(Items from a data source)
━━━━━━━━━━━━━━━━━━━━━━━━━━━━━━

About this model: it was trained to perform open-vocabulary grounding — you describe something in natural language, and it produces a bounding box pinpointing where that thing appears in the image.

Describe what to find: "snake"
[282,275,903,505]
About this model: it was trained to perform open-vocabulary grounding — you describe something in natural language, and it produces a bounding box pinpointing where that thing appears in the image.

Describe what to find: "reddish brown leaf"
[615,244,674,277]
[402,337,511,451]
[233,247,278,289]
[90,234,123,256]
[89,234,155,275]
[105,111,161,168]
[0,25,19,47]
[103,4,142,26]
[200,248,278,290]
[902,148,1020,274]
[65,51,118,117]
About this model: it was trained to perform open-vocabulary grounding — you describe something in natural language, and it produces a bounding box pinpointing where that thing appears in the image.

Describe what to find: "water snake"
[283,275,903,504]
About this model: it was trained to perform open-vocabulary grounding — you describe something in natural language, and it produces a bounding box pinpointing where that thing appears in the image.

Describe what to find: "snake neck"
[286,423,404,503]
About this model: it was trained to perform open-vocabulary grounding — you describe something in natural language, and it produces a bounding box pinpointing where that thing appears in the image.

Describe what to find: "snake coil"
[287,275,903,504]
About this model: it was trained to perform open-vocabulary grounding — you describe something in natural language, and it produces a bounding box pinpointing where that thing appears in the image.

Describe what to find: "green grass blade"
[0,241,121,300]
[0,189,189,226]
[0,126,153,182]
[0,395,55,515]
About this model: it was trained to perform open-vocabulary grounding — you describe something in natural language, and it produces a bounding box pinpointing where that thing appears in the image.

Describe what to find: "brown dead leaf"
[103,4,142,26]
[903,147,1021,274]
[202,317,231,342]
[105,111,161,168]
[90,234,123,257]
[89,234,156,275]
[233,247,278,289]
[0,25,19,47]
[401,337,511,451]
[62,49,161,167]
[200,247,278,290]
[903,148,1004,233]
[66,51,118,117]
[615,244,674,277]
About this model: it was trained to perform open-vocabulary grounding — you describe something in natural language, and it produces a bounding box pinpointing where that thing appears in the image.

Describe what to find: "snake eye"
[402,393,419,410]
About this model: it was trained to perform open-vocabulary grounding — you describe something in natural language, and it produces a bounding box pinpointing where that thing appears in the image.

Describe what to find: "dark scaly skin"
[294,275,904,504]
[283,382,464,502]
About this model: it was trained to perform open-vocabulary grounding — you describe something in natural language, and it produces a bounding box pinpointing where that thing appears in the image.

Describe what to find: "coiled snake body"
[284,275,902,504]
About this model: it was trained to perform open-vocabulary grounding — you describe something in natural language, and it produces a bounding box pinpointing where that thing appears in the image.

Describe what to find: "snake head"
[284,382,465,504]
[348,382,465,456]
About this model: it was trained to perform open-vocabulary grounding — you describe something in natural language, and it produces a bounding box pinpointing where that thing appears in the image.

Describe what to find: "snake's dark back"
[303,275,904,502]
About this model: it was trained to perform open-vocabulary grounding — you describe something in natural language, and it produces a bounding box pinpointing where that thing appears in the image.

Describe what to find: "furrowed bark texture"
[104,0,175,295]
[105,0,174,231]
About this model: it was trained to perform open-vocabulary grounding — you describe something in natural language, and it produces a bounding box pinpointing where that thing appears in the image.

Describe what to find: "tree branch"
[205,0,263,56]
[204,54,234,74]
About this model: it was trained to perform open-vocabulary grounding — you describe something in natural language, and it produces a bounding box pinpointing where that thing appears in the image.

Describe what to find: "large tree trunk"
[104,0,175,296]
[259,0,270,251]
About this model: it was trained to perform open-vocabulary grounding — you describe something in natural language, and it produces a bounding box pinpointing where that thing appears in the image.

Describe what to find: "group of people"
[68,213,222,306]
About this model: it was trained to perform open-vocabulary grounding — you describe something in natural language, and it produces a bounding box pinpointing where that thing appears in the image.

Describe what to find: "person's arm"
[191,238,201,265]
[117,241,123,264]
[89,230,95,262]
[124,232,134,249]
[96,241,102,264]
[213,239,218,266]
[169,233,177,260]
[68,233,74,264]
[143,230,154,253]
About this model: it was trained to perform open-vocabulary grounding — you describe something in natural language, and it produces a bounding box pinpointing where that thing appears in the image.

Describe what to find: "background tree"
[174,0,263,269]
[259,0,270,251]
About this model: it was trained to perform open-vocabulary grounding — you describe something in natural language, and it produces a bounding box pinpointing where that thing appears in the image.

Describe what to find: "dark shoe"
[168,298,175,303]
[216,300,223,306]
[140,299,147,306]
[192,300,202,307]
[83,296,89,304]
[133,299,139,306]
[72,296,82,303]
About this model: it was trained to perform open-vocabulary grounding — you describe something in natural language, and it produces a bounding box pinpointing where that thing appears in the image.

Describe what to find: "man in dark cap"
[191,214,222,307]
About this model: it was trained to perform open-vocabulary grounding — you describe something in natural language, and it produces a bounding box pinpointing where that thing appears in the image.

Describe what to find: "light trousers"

━━━━━━━━━━━━━━━━━━━━━━━━━━━━━━

EXERCISE BRIEF>
Return every entry exactly.

OUTPUT BELOW>
About this model: it was trained to perform open-vocabulary grounding — you describe something in natural language, and it produces a bounding box pinpointing where that thing appears in the image.

Describe what to find: "snake"
[282,275,903,505]
About this model: it was trained to perform open-vocabulary grounding — you describe something in natural language, and it produces a bounding box pinpointing where that thing appears in the image.

Describe what to find: "reddish brown leaf"
[615,244,674,277]
[402,337,511,451]
[233,247,278,289]
[90,234,123,256]
[89,234,155,275]
[105,111,161,168]
[0,25,19,47]
[103,4,142,26]
[200,248,278,290]
[902,148,1020,274]
[65,51,118,117]
About this model: it was trained to perform open-vocabulary grounding — you describe something in natural language, and it produces a bounding box pinpointing where that thing appears in the image.

Describe what to find: "water snake"
[283,275,903,504]
About this model: it was trained to perform open-vocabulary grounding — you describe something in natural language, and it produces a bounding box pinpointing where that thing appears in the image.

Describe what to find: "snake neck"
[286,423,404,503]
About this model: it was trained to perform open-vocabulary grounding — you describe something in natural language, and it produces a bounding box pinpointing where that thing appears in the image.

Describe what to find: "snake coil"
[287,275,903,504]
About this model: it was trained to perform open-vocabulary grounding — you describe something in natural language, and it produces a bounding box pinpointing where that thing appears in the image.

Describe what to find: "green grass blade"
[0,241,121,300]
[0,189,189,226]
[0,126,153,182]
[0,395,55,515]
About this model: it was trained to perform open-vocabulary grounding — you describe something in natural language, and it produces a bounding box pinpointing where that thing appears in the image.

Describe what to find: "brown dead leaf"
[103,4,142,26]
[903,147,1021,274]
[202,317,231,342]
[105,111,161,168]
[90,234,123,257]
[89,234,156,275]
[233,247,278,289]
[0,25,19,47]
[401,337,511,451]
[62,49,161,167]
[200,247,278,290]
[903,148,1004,233]
[66,51,118,117]
[615,244,674,277]
About this model: it was trained to perform open-vocabulary grounding — you describe something in natural language, and it produces a bounding box pinpointing where that thing appears in the image.

Describe what to find: "snake eye"
[402,393,419,410]
About this model: it was trained to perform open-vocabulary grounding — you describe something in natural language, and it produces a bounding box pinpointing where that thing appears in the image.

Describe what to find: "dark scaly skin"
[294,275,904,504]
[283,382,464,502]
About this model: it was trained to perform open-vocabulary grounding — you describe something in natural language, and it produces a bounding box pinpointing where that thing appears in the image.

Describe what to find: "coiled snake body"
[284,275,902,504]
About this model: it was trained to perform open-vocabulary grounding — you describe something in natural language, and it produces a bounding box pinpointing where that thing appears in the image.

Describe what to find: "snake head"
[284,382,465,504]
[348,382,465,456]
About this model: it was trained to perform open-vocabulary grounding — you describe something in natural language, and it produces a bounding box pinpointing where that thing appears in the image.

Describe what to find: "snake's dark back"
[303,275,904,502]
About this model: it was trained to perform open-vocabulary grounding — you describe something in natural language, and it produces a bounding box pinpointing where that thing appears in the image.

Describe what to find: "furrowed bark texture"
[104,0,175,295]
[105,0,174,231]
About this model: it was trained to perform open-vocabulary grounding — you describe something in natural language, and it produces a bounding box pinpointing where that thing appears in the image.

Describe what to find: "tree branch"
[205,0,263,56]
[204,54,234,74]
About this model: it was trained to perform open-vocabulary grounding — you describe something in natural language, and it produces a bounding box pinpointing where that thing appears in the image.

Describe what to find: "large tree trunk"
[104,0,175,296]
[259,0,270,251]
About this model: it was trained to perform open-vocabulary grounding — you describe something in natural language, and it produces a bounding box pinpointing where that thing appears in the image.

Describe what to find: "group of people"
[68,213,222,306]
About this model: it was trained to perform open-vocabulary grounding — you describe something in natural language, and it produces a bounding box pinpointing where that thing appears in the image.

Describe what to find: "person's arm"
[191,238,201,265]
[117,241,123,264]
[89,230,95,262]
[124,232,134,249]
[96,241,102,264]
[213,239,218,266]
[169,233,177,260]
[68,233,74,264]
[143,230,154,253]
About this model: it was trained to perform open-vocabulary grounding — you describe something in natural language, and it produces a bounding box pinpointing where that thing appears in the image.

Describe what to find: "background tree"
[174,0,263,269]
[259,0,270,251]
About this model: it was trained to perform open-vocabulary grounding — you describe something in natural language, and it produces a bounding box pinpointing where that thing appears in the image.

Describe what to find: "dark shoe"
[168,298,175,303]
[216,300,223,306]
[140,299,147,306]
[192,300,202,307]
[83,296,89,304]
[133,299,139,306]
[72,296,82,303]
About this model: it was trained to perform open-vocabulary grounding — you describe something in natural language, and it produces a bounding box pinpointing where that thing appears in the image.

Describe what to find: "man in dark cap"
[191,214,222,307]
About this model: it was trained to perform open-vocabulary grounding — you describe something in natural language, and it produces a bounding box pinpointing where that thing appears in the image.

Describe what to find: "light trousers"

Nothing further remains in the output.